======== Material for the task

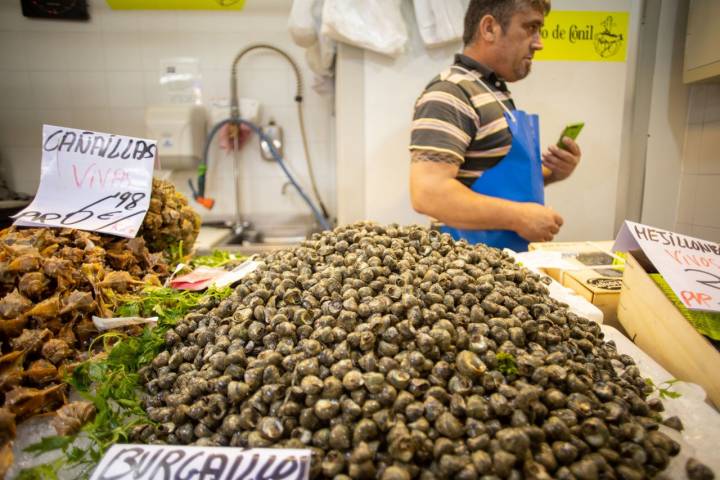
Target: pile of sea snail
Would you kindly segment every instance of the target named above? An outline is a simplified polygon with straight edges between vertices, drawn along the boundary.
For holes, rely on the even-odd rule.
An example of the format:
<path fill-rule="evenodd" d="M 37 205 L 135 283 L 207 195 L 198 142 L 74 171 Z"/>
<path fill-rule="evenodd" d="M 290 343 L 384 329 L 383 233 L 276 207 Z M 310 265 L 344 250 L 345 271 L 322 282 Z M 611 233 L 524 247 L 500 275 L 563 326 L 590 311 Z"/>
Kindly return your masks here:
<path fill-rule="evenodd" d="M 596 323 L 501 251 L 419 226 L 267 254 L 165 341 L 138 439 L 309 448 L 312 478 L 640 479 L 679 451 Z"/>

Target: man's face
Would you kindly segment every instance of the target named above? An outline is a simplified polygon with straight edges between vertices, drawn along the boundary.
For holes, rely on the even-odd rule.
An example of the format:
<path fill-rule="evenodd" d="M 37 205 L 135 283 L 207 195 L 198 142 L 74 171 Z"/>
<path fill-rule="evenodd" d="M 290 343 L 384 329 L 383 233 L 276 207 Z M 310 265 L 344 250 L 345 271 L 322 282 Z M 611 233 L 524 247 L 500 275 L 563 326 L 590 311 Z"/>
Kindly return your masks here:
<path fill-rule="evenodd" d="M 512 16 L 496 42 L 498 65 L 495 71 L 498 75 L 508 82 L 528 76 L 533 55 L 543 48 L 540 29 L 544 24 L 542 12 L 532 8 L 524 8 Z"/>

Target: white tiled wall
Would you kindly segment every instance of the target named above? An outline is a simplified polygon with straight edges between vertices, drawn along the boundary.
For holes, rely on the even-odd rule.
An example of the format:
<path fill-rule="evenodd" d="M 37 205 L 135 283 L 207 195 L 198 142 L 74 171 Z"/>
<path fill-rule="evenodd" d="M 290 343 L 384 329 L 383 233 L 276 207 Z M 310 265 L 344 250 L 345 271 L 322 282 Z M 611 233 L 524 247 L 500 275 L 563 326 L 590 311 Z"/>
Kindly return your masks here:
<path fill-rule="evenodd" d="M 333 99 L 309 86 L 304 51 L 287 32 L 290 0 L 248 0 L 244 11 L 118 11 L 90 0 L 89 22 L 27 19 L 19 1 L 0 1 L 0 162 L 18 191 L 34 193 L 40 172 L 43 123 L 144 136 L 145 107 L 162 102 L 160 60 L 194 57 L 202 73 L 203 101 L 229 96 L 230 64 L 253 43 L 287 51 L 305 82 L 305 117 L 319 189 L 335 211 Z M 309 181 L 293 102 L 292 70 L 276 54 L 252 52 L 239 68 L 239 94 L 261 102 L 262 121 L 274 118 L 285 131 L 285 156 L 302 185 Z M 243 210 L 252 217 L 308 214 L 287 189 L 277 165 L 260 158 L 253 137 L 239 155 Z M 189 193 L 193 172 L 172 179 Z M 234 191 L 231 158 L 210 159 L 208 191 L 217 200 L 206 218 L 231 216 Z"/>
<path fill-rule="evenodd" d="M 720 242 L 720 84 L 690 90 L 676 229 Z"/>

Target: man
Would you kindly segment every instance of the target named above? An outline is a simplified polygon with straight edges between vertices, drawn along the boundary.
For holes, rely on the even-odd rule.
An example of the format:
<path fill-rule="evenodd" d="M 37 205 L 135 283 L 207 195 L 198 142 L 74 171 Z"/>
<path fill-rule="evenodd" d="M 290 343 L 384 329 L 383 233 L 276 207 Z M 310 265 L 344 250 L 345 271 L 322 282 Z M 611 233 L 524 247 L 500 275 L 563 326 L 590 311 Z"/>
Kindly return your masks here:
<path fill-rule="evenodd" d="M 537 116 L 517 110 L 505 84 L 530 73 L 549 11 L 549 0 L 471 0 L 463 53 L 415 104 L 412 205 L 456 239 L 524 251 L 562 226 L 544 185 L 573 172 L 580 148 L 565 137 L 541 156 Z"/>

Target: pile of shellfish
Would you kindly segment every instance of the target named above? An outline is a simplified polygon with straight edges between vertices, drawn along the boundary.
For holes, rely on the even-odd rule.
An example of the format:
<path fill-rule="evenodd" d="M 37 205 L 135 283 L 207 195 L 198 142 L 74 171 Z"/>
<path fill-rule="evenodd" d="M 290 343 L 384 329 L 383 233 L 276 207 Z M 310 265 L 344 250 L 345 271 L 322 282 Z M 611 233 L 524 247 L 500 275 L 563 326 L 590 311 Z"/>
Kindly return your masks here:
<path fill-rule="evenodd" d="M 362 222 L 260 261 L 167 332 L 136 440 L 309 448 L 336 480 L 641 479 L 679 451 L 633 359 L 499 250 Z"/>
<path fill-rule="evenodd" d="M 169 274 L 163 248 L 182 240 L 191 250 L 199 222 L 171 184 L 155 180 L 136 238 L 70 228 L 0 231 L 0 478 L 12 463 L 16 421 L 61 408 L 54 423 L 67 434 L 92 416 L 87 403 L 63 407 L 62 380 L 88 358 L 99 334 L 92 316 L 112 317 L 118 295 L 159 286 Z"/>

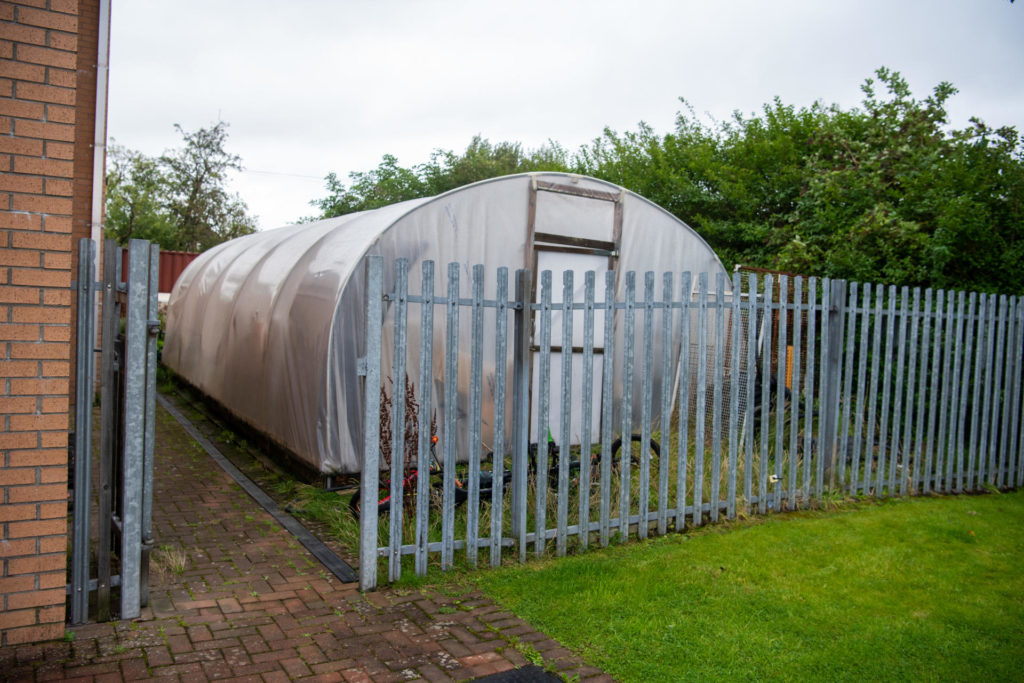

================

Work item
Look above for lines with the word "pile" and copy them all.

Solution to the exercise
Target: pile of sea snail
Target: pile of shellfish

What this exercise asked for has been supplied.